═══ Provided entries

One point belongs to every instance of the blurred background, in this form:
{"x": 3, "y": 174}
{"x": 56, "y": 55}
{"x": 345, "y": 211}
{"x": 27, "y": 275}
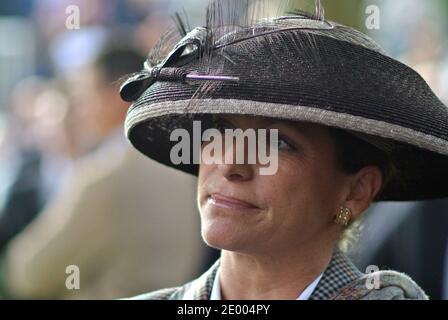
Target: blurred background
{"x": 73, "y": 191}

══════

**Directions for this task:**
Word for word, quote the lines above. Omit the pictures.

**Exercise answer:**
One point belongs to every instance of the blurred background, in this form:
{"x": 3, "y": 174}
{"x": 56, "y": 55}
{"x": 345, "y": 211}
{"x": 27, "y": 275}
Target: blurred background
{"x": 73, "y": 191}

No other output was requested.